Directions. Copy out all the records exactly.

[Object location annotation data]
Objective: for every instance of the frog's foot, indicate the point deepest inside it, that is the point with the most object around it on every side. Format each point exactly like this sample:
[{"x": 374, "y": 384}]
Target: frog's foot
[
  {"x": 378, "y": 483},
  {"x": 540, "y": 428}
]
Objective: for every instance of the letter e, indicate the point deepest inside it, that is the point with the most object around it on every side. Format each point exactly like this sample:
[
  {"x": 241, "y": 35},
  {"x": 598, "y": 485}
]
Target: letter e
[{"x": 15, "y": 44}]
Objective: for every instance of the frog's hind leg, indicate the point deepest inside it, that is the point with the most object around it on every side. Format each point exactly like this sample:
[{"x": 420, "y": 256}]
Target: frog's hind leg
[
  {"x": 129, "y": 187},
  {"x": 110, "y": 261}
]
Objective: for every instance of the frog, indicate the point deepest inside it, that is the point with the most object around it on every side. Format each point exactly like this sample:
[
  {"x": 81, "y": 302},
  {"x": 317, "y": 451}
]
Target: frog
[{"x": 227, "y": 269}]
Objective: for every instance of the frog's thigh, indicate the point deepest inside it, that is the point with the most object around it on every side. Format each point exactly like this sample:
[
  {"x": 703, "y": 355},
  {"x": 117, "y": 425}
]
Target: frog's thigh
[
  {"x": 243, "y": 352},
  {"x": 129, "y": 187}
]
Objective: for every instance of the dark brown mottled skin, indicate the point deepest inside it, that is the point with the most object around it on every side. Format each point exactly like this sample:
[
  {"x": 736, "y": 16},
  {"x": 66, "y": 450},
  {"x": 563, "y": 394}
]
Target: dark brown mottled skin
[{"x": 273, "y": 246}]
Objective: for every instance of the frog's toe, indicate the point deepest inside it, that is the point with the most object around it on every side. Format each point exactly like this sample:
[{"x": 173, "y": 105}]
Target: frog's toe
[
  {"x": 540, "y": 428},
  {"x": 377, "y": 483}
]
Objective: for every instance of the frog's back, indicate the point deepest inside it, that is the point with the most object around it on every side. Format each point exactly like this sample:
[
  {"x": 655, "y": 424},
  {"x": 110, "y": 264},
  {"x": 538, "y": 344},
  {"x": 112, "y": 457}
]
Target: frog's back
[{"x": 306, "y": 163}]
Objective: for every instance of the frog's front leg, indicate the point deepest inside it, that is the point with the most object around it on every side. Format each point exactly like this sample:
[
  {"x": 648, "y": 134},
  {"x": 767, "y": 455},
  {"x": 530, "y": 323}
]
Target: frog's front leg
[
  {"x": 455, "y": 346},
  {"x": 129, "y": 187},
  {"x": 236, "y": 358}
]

The output.
Objective: for every instance of the frog's foot, indicate the point deepest inside it, that is the point with the most object around it on every side. Format each point exactly like this sample:
[{"x": 374, "y": 384}]
Target: frog's foot
[
  {"x": 378, "y": 483},
  {"x": 540, "y": 428}
]
Objective: for every instance of the letter e, indicate the point deepest inside it, that is the point with the most object around it on every side. Format each point exactly like this sample:
[
  {"x": 241, "y": 35},
  {"x": 598, "y": 485}
]
Target: letter e
[{"x": 15, "y": 44}]
Objective: for every instance of the frog's hind leg, indicate the point deepest inside it, that is the point with the most object around it on every side. Format each point exactly like this sample:
[{"x": 420, "y": 256}]
Target: frog's hind leg
[
  {"x": 129, "y": 187},
  {"x": 110, "y": 261}
]
Objective: for every instance of the frog, indicate the point deepest inside it, that is the point with the most object around it on every side. Format each point exactly like this sample:
[
  {"x": 81, "y": 302},
  {"x": 317, "y": 451}
]
Target: frog
[{"x": 227, "y": 269}]
Objective: for every instance of the frog's thigh, indicate the point deepest inside it, that is the point with the most object around it on every side. Format each point exactly like this sample:
[
  {"x": 703, "y": 355},
  {"x": 117, "y": 425}
]
Target: frog's thigh
[
  {"x": 243, "y": 352},
  {"x": 129, "y": 187}
]
Objective: for every instance of the dark brown mottled skin, indicate the point deepest inside it, that is the point with the most object around it on every side. Format each point exactly like this sample:
[
  {"x": 736, "y": 16},
  {"x": 66, "y": 450},
  {"x": 563, "y": 394}
]
Target: dark brown mottled skin
[{"x": 273, "y": 246}]
Objective: for every instance of the frog's toe, indicate the point deepest inside it, that is the point with the most object around it on every side. Format each point exactly like this sample:
[{"x": 173, "y": 105}]
Target: frog's toe
[
  {"x": 540, "y": 428},
  {"x": 377, "y": 483}
]
Objective: for every instance of the frog's back, indicate the point deepest inside it, that is the point with the most object around it on every side. Format each point exactly like this sample:
[
  {"x": 655, "y": 424},
  {"x": 110, "y": 264},
  {"x": 538, "y": 344},
  {"x": 112, "y": 457}
]
Target: frog's back
[{"x": 306, "y": 163}]
Objective: for every instance of the frog's front leg, indicate the point deepest inside it, that is the point with the most object around it on every side. Format each point exactly like this sample:
[
  {"x": 648, "y": 134},
  {"x": 767, "y": 455},
  {"x": 530, "y": 323}
]
Target: frog's front leg
[
  {"x": 455, "y": 346},
  {"x": 129, "y": 187},
  {"x": 236, "y": 358}
]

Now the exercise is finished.